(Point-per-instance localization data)
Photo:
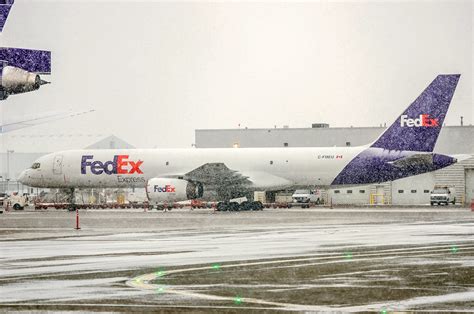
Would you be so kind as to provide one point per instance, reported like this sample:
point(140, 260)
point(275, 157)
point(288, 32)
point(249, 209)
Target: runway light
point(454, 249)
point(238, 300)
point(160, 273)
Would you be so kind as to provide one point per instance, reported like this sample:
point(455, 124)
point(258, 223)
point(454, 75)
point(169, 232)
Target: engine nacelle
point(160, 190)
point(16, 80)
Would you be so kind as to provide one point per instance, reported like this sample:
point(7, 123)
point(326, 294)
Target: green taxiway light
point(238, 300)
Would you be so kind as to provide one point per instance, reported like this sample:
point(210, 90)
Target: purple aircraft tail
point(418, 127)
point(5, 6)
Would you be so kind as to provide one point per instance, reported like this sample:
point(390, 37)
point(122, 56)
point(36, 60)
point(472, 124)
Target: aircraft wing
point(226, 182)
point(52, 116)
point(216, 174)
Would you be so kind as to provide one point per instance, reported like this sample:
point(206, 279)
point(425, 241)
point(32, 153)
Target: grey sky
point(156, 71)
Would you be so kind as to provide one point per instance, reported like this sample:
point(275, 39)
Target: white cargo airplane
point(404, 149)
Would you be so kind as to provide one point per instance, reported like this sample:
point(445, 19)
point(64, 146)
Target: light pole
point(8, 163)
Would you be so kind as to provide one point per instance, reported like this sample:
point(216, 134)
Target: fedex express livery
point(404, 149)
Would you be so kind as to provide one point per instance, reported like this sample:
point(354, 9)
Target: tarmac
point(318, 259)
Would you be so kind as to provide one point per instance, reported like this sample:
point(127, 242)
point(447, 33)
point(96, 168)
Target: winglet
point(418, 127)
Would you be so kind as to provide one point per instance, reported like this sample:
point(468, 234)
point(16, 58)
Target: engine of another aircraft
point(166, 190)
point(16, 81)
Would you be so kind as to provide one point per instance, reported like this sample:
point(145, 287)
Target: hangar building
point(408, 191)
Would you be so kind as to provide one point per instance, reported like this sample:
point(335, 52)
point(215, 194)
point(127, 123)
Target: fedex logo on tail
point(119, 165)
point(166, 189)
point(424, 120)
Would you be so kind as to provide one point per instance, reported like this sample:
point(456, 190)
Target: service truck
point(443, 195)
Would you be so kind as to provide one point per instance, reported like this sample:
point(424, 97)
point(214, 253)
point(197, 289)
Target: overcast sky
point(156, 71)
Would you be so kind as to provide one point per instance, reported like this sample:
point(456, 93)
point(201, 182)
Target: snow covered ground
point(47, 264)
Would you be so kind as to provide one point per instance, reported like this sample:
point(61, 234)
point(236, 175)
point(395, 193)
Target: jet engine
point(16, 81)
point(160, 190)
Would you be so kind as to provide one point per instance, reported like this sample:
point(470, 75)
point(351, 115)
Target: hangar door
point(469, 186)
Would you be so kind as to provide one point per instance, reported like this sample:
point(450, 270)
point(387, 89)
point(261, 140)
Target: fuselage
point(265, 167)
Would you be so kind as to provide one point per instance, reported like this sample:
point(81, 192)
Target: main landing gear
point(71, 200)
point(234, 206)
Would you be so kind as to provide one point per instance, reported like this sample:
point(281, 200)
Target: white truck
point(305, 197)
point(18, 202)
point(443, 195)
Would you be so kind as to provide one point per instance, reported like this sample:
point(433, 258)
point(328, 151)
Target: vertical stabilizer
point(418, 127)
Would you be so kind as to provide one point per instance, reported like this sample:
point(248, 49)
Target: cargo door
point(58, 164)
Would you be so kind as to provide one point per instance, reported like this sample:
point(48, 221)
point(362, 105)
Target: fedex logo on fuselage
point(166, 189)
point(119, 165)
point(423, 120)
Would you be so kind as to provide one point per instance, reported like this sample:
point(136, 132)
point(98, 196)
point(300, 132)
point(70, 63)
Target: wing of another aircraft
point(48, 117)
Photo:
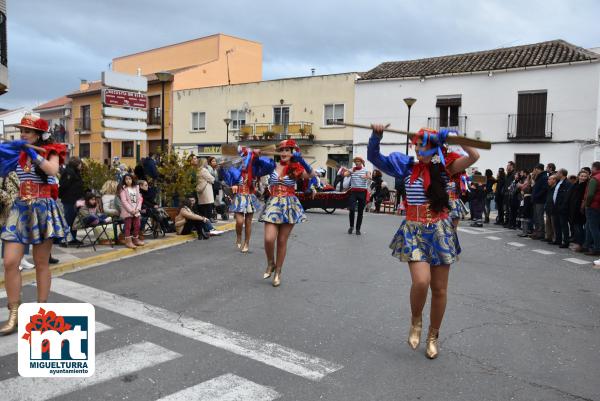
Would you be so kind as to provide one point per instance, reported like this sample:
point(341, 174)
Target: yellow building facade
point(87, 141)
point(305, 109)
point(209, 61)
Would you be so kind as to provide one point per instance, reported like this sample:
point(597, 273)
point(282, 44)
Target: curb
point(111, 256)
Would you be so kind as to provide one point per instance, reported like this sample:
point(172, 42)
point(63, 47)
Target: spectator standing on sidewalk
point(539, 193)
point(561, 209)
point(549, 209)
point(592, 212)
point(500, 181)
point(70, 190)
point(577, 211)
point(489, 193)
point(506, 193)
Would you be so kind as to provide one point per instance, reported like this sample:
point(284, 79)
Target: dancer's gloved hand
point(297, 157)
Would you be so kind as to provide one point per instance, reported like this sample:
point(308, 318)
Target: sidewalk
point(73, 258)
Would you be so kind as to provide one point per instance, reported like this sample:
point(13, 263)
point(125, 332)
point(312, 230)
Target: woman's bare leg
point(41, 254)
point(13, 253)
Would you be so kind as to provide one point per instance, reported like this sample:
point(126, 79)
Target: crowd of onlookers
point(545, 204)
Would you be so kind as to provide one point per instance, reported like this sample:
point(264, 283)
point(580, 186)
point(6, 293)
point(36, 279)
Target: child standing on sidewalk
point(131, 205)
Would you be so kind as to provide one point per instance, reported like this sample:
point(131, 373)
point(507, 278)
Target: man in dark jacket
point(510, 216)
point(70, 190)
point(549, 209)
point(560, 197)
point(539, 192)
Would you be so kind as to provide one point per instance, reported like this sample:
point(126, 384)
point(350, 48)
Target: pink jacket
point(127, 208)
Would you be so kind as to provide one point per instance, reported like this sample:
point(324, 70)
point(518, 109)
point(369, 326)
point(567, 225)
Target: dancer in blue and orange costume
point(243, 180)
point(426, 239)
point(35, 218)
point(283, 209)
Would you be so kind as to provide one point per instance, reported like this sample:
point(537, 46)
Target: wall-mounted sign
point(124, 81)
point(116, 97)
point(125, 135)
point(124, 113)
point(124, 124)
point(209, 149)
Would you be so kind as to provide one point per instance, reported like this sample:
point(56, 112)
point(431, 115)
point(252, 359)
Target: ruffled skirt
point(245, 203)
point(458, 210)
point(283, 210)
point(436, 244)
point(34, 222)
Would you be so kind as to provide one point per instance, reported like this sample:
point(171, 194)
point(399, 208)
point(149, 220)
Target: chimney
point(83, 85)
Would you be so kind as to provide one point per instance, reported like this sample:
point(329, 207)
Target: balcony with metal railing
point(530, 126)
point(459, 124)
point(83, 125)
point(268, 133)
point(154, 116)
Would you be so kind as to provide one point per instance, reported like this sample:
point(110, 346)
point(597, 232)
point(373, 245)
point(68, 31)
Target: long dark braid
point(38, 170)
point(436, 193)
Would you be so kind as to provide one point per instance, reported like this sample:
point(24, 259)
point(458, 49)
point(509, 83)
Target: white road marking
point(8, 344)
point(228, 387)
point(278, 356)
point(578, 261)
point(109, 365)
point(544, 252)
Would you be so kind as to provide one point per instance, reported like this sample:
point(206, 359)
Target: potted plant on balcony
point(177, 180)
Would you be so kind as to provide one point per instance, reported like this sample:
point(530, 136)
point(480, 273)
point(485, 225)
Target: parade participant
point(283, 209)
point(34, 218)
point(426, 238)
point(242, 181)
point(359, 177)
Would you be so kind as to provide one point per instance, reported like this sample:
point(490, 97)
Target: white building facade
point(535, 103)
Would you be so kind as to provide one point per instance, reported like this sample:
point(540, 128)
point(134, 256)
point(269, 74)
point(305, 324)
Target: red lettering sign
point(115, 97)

**WHAT THE EXERCISE ASKS**
From the records above, retype only the lines starting at the line that contains "Target: aircraft wing" and ending at the line that contains "point(216, 134)", both included.

**ANSWER TO THIS PROBLEM**
Target: aircraft wing
point(226, 182)
point(52, 116)
point(216, 174)
Would you be so kind as to provide one point per instance, reported like this sample:
point(206, 279)
point(425, 241)
point(32, 153)
Target: grey sky
point(156, 71)
Would you be so kind as to provide one point per instance, reported like this sample:
point(275, 39)
Target: white cargo airplane
point(404, 149)
Would you be so kind as to provide one point per instance, reported like this sample:
point(445, 19)
point(64, 146)
Target: light pole
point(8, 163)
Would you be so kind as to provide one point per instance, reported like this sample:
point(216, 134)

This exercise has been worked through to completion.